--- START ---

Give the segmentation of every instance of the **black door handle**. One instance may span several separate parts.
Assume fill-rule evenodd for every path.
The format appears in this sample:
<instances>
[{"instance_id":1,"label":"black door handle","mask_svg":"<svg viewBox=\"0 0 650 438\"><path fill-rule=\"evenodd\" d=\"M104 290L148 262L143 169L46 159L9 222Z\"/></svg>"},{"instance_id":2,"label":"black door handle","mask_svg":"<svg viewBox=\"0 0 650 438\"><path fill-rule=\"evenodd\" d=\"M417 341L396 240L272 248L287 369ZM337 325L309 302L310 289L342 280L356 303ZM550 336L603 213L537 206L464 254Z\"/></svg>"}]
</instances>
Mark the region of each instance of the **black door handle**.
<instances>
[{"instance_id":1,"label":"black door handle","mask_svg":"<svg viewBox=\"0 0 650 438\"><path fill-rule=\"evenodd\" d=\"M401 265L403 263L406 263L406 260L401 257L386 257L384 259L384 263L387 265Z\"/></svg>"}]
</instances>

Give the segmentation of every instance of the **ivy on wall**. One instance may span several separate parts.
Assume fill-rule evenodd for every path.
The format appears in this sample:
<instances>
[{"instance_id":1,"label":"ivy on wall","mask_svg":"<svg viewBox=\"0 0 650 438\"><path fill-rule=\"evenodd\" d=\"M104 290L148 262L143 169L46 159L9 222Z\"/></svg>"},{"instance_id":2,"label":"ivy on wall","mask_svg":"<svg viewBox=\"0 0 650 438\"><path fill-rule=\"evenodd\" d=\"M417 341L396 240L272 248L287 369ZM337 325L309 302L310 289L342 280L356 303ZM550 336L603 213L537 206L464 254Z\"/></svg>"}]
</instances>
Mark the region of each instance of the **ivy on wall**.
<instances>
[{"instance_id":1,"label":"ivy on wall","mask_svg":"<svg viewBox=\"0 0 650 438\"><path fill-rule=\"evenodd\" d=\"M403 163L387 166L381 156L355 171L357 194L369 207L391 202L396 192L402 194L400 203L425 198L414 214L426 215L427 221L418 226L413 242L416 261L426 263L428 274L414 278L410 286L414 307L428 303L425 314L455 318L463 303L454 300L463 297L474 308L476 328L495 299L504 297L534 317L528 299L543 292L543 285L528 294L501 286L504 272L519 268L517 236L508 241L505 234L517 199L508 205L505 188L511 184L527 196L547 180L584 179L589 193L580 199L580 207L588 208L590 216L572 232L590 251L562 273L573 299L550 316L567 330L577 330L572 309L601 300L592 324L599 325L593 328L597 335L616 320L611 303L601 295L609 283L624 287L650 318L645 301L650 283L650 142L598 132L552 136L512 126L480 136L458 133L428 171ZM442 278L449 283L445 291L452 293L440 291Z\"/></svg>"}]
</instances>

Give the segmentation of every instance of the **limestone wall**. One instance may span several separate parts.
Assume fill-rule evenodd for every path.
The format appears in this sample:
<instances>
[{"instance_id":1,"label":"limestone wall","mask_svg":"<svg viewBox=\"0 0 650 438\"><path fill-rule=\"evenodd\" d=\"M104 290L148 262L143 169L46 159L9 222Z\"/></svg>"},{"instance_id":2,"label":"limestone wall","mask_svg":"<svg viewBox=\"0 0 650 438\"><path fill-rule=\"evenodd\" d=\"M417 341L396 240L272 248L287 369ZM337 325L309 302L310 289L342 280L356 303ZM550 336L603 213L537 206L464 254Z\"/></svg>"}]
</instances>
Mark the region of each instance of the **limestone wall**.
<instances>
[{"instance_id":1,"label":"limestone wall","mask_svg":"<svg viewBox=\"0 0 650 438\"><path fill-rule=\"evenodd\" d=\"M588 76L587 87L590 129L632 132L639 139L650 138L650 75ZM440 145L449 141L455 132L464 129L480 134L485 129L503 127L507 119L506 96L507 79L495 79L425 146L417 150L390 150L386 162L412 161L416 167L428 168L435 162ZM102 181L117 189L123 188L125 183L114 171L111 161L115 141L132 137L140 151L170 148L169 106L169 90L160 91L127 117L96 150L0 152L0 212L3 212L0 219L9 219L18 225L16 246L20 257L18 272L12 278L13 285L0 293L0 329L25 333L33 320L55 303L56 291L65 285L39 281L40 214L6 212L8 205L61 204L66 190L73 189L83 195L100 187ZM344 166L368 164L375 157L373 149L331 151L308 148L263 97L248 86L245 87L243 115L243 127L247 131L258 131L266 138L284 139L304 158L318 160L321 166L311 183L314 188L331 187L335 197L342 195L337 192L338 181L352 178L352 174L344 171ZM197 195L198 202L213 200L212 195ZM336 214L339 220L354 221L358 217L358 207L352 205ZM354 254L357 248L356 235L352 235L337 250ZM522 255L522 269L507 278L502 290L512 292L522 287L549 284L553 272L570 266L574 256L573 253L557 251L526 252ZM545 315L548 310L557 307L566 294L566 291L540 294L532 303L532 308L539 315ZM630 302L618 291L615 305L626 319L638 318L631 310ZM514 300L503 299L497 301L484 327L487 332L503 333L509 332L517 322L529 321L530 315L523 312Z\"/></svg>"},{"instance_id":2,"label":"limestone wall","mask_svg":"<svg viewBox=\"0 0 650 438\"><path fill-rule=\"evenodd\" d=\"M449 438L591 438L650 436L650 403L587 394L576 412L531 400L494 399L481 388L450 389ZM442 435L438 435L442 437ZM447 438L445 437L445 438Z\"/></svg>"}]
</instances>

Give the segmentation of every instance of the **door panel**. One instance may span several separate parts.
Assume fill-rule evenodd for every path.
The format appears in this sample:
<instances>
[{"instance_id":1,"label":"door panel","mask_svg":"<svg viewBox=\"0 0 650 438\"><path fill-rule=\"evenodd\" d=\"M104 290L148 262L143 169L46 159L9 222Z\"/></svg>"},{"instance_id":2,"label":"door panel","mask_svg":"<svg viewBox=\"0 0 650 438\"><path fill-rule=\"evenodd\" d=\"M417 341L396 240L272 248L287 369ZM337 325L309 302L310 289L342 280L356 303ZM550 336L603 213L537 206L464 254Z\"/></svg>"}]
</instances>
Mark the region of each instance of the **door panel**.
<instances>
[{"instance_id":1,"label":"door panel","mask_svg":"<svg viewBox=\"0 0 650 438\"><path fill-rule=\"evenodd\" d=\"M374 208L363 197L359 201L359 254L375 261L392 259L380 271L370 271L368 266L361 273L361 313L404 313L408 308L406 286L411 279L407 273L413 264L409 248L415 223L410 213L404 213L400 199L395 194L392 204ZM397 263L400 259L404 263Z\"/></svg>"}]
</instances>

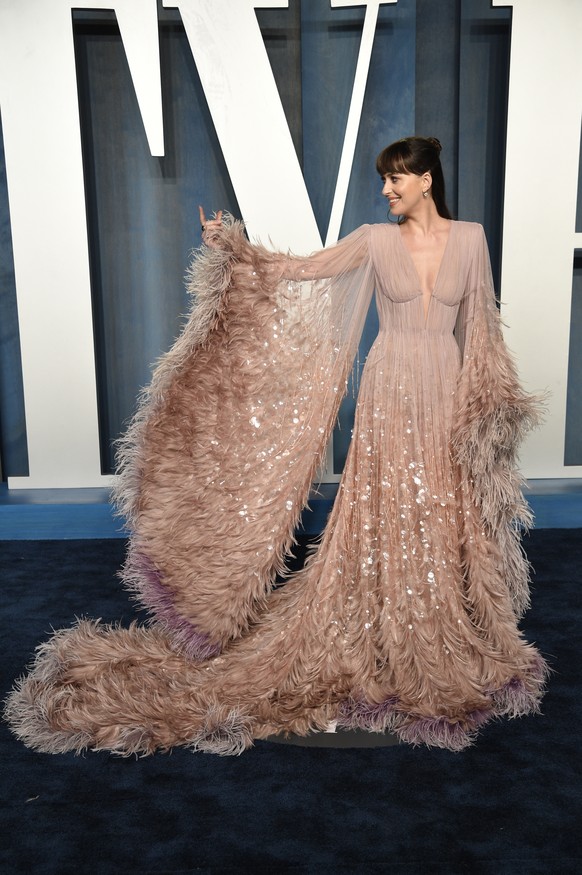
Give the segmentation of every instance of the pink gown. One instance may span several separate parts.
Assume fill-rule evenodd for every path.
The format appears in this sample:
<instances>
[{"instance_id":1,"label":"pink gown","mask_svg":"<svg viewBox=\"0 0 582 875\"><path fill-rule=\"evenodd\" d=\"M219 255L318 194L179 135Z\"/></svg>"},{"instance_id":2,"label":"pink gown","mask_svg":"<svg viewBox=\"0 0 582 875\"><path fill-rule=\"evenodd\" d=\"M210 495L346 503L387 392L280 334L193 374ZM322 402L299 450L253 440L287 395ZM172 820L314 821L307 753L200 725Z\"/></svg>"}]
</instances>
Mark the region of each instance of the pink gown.
<instances>
[{"instance_id":1,"label":"pink gown","mask_svg":"<svg viewBox=\"0 0 582 875\"><path fill-rule=\"evenodd\" d=\"M191 286L117 489L125 578L152 623L57 633L9 699L14 731L53 752L239 753L336 721L460 750L490 718L538 710L515 471L537 412L482 228L451 223L428 306L390 224L300 259L227 223ZM337 499L307 566L273 589L374 289Z\"/></svg>"}]
</instances>

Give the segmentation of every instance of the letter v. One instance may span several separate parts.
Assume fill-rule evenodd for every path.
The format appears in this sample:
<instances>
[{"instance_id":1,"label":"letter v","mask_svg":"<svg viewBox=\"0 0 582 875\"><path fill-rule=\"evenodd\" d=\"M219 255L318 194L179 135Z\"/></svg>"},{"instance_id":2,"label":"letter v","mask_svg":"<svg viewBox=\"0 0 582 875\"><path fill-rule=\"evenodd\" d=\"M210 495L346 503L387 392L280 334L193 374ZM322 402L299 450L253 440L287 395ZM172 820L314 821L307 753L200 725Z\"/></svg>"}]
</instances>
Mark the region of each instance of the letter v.
<instances>
[{"instance_id":1,"label":"letter v","mask_svg":"<svg viewBox=\"0 0 582 875\"><path fill-rule=\"evenodd\" d=\"M332 0L366 9L340 170L326 242L337 240L362 112L378 9L396 0ZM322 241L293 147L256 7L286 0L164 0L177 7L230 173L251 234L297 253Z\"/></svg>"},{"instance_id":2,"label":"letter v","mask_svg":"<svg viewBox=\"0 0 582 875\"><path fill-rule=\"evenodd\" d=\"M117 14L152 152L163 144L156 0L1 0L0 104L29 475L104 486L71 9Z\"/></svg>"}]
</instances>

--- END ---

#### [What the exercise asks]
Each line in the records above with "parts" must be returned.

#### [Reply to the task]
Give the segmentation of every instance of the **black door handle**. One instance may span several separate parts.
Give the segmentation of every instance of the **ivy on wall**. One instance may span several separate parts.
Give the segmentation of every instance of the **limestone wall**. One instance may span several separate parts.
Give the segmentation of every instance of the **door panel**. One instance may span several separate parts.
Give the segmentation of every instance of the pink gown. One instance may span several separate parts.
Give the segmentation of every instance of the letter v. One instance may span several separate parts.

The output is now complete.